* Tasks to complete *
**a.** Repeat the thread from "Agreed - its" up to and including "in displacing MATLAB/Simulink.", swapping "headway" for "progress".
**b.** Answer these questions about the thread:
(i) On what date was the thread posted?
(ii) Which realm does the first comment name as one where Matlab-based experimental software is common?
(iii) Which simple single installer is given as an example?

Hacker Newsnew | past | comments | ask | show | jobs | submitlogin
Julia for Numerical Computation in MIT Courses (github.com/stevengj)
80 points by sharmi on Nov 26, 2013 | hide | past | favorite | 50 comments


> Traditionally, these sorts of courses at MIT have used Matlab

This is an incredibly good sign for hobbyists in a number of fields where Matlab completely dominates the research end of the spectrum. In the DSP realm the amount of experimental software that relies on Matlab and the number of research publications that pack in Matlab implementations is enough to be a pain in the side for anyone outside of an institution where Matlab licenses are taken for granted. Hopefully it will become a trend.


Agreed - its always a sinking feeling to see code attached to a paper and see that its MATLAB or, even worse, MATLAB+some toolkit/addon. Of course, still better than seeing a paper without ANY code...


Python+Numpy+Scipy+Spyder/IPython have made headway around these parts in displacing MATLAB/Simulink.

Simple single installers (Python(x,y), etc) have certainly helped.


Octave?

* Data rows *

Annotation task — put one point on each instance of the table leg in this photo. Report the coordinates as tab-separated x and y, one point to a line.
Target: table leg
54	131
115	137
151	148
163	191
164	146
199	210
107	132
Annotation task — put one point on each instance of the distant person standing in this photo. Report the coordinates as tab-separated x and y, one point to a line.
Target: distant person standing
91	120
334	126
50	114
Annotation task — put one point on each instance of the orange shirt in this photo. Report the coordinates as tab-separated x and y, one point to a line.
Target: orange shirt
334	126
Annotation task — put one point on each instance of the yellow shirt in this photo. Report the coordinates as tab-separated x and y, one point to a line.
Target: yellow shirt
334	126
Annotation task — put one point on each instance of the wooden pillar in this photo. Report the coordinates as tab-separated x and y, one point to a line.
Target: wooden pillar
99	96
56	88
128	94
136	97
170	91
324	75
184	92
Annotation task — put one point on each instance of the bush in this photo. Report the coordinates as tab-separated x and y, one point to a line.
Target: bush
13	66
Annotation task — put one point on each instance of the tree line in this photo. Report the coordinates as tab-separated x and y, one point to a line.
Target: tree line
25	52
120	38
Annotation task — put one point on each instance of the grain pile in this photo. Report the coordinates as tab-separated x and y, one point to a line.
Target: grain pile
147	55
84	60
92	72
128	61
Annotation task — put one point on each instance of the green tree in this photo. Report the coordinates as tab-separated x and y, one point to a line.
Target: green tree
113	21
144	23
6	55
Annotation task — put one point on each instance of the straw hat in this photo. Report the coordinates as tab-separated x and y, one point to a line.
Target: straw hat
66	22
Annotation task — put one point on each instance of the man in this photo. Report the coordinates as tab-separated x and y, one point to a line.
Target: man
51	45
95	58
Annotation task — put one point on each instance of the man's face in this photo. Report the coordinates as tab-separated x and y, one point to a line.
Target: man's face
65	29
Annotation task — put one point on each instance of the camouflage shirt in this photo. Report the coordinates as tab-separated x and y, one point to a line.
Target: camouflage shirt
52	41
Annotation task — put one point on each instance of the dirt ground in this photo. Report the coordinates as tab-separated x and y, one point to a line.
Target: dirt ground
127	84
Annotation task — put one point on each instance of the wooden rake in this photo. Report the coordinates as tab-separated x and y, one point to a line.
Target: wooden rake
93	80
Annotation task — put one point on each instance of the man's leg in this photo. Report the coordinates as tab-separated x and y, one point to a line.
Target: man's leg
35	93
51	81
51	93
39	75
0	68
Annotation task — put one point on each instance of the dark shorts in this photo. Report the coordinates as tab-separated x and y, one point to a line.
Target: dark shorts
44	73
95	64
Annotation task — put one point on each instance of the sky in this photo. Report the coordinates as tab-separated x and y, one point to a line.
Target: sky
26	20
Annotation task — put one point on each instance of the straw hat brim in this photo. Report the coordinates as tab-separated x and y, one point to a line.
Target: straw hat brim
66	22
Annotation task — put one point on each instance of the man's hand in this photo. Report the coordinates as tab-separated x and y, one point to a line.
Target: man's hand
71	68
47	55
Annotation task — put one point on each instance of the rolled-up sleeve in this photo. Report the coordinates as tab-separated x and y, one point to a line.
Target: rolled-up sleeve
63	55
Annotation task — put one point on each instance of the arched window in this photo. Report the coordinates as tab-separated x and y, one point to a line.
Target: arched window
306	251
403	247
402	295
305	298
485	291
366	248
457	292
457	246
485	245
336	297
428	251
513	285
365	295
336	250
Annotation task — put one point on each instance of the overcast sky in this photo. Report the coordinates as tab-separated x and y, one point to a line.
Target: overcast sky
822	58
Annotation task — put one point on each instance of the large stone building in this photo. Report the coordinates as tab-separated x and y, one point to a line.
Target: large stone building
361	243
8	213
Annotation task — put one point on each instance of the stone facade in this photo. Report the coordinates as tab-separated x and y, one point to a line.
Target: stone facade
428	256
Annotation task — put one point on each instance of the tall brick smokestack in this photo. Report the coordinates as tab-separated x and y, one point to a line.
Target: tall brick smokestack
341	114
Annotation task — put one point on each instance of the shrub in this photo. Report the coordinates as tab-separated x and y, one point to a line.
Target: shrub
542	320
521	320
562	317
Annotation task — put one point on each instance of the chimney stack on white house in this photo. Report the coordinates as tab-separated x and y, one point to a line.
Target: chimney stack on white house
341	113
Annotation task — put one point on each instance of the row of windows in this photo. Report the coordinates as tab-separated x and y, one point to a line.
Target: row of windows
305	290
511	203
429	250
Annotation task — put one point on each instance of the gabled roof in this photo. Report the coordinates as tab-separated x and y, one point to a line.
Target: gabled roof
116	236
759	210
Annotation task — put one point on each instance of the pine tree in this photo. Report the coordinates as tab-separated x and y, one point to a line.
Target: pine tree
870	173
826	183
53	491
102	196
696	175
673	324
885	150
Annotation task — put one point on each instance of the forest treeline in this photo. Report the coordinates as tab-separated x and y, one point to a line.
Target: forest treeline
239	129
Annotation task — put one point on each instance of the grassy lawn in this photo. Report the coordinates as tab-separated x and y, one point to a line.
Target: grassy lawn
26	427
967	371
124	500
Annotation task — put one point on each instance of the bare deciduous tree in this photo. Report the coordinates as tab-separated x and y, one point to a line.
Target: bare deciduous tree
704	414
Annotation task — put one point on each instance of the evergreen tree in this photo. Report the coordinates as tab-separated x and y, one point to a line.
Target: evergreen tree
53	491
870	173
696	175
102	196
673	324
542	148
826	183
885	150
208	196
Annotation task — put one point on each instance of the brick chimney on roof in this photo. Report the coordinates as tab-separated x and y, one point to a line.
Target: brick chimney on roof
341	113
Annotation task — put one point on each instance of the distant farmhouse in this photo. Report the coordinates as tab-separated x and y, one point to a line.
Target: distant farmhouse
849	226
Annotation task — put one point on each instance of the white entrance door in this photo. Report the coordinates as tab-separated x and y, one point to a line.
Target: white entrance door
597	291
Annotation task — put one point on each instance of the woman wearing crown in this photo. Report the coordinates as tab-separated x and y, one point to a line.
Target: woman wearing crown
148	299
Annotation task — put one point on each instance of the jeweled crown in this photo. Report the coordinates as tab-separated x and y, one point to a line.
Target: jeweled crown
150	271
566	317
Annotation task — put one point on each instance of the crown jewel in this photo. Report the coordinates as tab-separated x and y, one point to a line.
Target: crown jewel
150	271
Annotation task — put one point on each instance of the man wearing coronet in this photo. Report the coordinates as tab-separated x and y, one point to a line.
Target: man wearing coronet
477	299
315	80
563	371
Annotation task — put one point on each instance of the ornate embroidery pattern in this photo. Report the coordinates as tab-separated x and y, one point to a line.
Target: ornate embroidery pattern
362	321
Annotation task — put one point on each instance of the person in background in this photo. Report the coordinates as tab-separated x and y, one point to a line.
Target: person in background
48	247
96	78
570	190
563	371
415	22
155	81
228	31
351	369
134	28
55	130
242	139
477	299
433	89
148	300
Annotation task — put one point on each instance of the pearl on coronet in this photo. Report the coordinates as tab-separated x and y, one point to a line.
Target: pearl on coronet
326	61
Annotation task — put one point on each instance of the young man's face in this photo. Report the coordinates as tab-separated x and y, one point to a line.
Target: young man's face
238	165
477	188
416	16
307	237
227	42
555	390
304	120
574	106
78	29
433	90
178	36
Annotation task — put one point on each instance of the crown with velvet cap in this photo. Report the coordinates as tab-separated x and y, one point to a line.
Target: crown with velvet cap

* Task solutions *
**a.**
Agreed - its always a sinking feeling to see code attached to a paper and see that its MATLAB or, even worse, MATLAB+some toolkit/addon. Of course, still better than seeing a paper without ANY code...


Python+Numpy+Scipy+Spyder/IPython have made progress around these parts in displacing MATLAB/Simulink.

**b.**
(i) Nov 26, 2013
(ii) The DSP realm
(iii) Python(x,y)